------ Text

One minute you're sitting down to a sumptuous dinner on board a swanky floating hotel, just a few hours out of port and bearing you and more than 3200 fellow passengers on to the attractions of Barcelona and Majorca; what seems like the next you're trying to decide, in panicked tones, how to negotiate your way off a massive cruise ship that is listing towards the nearby coastline, taking on water from a massive gash in its side caused by hitting a rock.
It's not immediately clear just how the 114,500-tonne Costa Concordia ended up exactly where it is now, laying almost half-submerged near to the island of Giglio off the Italian west coast. Some Italian reports, according to a story transmitted by the London-based Sunday Times News Service, suggested the vessel was three miles off course. Whereas it should have been out in the open ocean, when the ship lurched and the restaurants were plunged into darkness, it was because the luxury liner had hit a rock.
One family of five from Alaska, interviewed by American television channel CBS, found themselves trying to get to a lifeboat, a process made decidedly perilous by the fact that the ship had keeled over on to its starboard side. Putting aside their understandable panic, they negotiated a rope ladder to get into a lifeboat. Fortunately they were able to sit down with a CBS reporter afterwards with no clear signs of any damage, but it must have been a terrifying experience.

------------

* The problem
Answer these from the cruise ship text:
(a) How many fellow passengers were on board?
(b) Near which island is the ship lying half-submerged?
(c) What did the family from Alaska use to get into a lifeboat?

------ Record excerpts

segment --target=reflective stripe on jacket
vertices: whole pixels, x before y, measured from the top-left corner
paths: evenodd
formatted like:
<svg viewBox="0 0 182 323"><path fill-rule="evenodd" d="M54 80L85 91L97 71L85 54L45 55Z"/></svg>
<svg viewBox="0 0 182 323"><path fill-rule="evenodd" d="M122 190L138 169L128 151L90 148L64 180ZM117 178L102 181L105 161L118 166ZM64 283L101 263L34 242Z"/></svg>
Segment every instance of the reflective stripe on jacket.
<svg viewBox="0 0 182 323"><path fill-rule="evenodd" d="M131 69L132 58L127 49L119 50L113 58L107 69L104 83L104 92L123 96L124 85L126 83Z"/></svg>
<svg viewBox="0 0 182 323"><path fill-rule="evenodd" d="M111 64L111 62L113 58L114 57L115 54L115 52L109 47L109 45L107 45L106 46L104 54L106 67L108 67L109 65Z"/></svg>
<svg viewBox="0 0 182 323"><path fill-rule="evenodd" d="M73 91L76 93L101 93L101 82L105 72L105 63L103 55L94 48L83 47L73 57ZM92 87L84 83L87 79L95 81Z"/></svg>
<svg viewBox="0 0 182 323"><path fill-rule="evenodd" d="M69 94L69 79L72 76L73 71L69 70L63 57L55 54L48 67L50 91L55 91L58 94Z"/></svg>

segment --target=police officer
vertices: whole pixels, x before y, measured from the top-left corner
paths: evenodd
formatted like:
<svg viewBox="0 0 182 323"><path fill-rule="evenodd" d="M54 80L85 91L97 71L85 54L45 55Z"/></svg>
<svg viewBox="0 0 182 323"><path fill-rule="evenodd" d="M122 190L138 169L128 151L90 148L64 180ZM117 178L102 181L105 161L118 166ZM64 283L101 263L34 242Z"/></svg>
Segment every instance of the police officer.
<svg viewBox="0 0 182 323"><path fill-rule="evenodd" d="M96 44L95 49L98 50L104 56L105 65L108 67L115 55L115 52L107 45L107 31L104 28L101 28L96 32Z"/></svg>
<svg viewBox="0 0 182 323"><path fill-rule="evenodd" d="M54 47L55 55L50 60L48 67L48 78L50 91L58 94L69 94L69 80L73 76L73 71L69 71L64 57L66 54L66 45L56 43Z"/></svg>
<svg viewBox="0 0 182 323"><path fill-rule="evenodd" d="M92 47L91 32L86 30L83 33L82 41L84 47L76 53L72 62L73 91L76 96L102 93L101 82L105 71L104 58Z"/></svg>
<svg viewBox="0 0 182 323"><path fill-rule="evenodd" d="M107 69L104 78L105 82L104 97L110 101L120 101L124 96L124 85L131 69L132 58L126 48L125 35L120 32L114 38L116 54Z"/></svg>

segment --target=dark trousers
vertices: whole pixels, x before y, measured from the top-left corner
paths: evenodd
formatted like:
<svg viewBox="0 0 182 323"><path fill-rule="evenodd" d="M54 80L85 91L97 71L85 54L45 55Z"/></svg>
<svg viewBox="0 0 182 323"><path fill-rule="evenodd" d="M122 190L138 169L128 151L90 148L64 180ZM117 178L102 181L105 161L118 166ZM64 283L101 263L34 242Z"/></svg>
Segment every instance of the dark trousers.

------------

* Answer to this problem
(a) More than 3200
(b) Giglio
(c) A rope ladder